**TASK INSTRUCTIONS:** Scan the records for the string "golden", then copy each line that has it.

**DATA EXTRACT:**
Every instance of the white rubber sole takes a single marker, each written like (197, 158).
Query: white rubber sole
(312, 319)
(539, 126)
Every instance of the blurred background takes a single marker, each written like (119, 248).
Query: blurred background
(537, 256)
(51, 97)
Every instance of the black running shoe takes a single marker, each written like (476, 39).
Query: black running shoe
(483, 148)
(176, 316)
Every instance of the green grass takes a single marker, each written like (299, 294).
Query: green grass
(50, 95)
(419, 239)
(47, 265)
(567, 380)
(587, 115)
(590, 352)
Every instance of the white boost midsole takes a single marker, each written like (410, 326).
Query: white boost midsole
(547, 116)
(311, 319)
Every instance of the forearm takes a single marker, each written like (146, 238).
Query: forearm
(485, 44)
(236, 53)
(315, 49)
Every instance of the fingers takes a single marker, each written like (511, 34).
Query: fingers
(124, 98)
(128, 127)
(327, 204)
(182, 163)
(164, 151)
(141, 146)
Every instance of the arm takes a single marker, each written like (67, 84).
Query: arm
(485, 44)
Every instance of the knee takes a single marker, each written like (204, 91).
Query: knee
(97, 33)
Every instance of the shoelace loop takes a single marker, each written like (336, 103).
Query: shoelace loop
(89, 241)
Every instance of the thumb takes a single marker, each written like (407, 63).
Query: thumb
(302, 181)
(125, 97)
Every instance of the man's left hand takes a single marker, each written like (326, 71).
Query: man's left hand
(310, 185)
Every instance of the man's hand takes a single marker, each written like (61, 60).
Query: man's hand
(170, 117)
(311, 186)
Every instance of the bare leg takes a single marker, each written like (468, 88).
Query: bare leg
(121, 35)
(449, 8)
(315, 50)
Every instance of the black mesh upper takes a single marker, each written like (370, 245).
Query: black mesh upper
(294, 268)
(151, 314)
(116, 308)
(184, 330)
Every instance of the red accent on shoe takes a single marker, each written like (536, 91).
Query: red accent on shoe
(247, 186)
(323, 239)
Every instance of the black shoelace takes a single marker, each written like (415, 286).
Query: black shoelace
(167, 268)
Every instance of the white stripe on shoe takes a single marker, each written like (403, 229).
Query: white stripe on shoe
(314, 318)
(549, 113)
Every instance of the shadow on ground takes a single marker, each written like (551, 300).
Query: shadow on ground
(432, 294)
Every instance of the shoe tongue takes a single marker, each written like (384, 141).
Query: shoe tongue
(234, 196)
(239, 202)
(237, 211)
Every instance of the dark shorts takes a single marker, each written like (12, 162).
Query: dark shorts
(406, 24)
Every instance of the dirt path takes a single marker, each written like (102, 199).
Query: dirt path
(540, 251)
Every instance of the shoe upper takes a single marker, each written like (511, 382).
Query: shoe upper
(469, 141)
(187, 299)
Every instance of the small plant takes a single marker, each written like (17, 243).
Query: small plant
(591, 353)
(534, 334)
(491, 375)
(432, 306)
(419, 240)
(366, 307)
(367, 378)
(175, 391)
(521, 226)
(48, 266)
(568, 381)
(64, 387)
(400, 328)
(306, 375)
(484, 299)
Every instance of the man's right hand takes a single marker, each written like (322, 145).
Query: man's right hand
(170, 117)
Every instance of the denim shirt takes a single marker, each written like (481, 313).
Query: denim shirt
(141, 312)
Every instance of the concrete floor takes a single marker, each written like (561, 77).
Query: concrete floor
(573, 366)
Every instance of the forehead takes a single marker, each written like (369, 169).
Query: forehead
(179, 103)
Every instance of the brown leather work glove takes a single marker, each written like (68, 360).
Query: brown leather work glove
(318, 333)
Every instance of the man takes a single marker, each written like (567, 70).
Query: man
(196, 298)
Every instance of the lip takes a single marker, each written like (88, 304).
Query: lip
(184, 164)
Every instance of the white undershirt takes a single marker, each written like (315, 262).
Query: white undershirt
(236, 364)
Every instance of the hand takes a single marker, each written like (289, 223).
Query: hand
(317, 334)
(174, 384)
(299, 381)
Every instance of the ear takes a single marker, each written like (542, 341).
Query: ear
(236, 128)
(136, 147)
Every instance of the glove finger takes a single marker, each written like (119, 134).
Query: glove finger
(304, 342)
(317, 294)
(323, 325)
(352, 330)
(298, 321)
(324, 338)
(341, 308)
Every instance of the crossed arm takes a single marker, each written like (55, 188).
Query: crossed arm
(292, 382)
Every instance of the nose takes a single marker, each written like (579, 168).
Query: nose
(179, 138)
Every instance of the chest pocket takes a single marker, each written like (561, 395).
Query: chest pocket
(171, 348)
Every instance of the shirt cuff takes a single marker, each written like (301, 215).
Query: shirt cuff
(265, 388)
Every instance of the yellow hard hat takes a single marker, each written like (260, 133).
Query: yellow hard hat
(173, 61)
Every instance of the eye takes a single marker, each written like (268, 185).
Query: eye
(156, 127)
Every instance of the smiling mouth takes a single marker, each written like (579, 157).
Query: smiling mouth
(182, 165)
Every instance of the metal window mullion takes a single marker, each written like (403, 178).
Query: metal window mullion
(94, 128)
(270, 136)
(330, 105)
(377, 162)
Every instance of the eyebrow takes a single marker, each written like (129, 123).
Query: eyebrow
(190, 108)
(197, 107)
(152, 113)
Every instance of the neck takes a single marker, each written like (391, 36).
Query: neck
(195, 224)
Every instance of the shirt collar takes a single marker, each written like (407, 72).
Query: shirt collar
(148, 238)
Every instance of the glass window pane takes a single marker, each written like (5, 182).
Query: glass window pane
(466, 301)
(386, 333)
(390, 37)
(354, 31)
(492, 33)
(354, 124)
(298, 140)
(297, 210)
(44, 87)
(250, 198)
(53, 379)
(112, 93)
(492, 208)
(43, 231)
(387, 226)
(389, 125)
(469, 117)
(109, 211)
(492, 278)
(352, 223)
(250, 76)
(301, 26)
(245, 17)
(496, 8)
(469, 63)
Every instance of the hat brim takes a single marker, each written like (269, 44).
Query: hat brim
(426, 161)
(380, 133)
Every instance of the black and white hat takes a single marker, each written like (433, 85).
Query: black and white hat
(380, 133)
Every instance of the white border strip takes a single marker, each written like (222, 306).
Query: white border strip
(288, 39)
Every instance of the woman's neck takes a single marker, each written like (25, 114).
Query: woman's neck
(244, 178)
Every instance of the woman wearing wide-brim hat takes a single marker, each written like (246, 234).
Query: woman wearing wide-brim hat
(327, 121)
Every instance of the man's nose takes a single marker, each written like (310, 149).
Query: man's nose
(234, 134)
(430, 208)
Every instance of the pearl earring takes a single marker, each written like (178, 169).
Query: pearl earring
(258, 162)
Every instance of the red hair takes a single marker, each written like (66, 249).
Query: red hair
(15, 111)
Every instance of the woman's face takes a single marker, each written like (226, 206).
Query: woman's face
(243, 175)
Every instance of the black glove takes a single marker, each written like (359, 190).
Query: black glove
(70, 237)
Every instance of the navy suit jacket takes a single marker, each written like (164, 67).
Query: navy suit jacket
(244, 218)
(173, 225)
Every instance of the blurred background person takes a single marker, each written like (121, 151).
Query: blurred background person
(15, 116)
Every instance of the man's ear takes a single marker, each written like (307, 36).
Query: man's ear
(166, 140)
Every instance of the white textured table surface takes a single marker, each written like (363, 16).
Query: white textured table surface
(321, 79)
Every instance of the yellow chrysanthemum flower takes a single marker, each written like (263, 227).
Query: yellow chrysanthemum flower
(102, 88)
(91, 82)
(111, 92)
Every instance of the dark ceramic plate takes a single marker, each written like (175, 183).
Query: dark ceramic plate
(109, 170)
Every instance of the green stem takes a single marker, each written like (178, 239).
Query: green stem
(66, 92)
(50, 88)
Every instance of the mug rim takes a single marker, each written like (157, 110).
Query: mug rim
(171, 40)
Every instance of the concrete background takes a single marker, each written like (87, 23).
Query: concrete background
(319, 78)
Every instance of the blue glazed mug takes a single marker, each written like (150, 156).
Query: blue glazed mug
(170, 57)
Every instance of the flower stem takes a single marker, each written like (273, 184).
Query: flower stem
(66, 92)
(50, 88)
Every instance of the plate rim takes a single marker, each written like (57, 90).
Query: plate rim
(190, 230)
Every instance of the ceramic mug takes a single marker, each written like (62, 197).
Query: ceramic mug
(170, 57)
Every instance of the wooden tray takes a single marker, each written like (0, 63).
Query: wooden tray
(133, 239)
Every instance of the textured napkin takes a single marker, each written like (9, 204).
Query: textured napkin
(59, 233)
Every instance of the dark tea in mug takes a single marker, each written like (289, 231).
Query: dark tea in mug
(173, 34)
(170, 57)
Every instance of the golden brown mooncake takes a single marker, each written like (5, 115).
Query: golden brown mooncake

**EXERCISE RESPONSE:**
Every instance of the golden brown mooncake takes a single marker, each written like (5, 115).
Query: golden brown mooncake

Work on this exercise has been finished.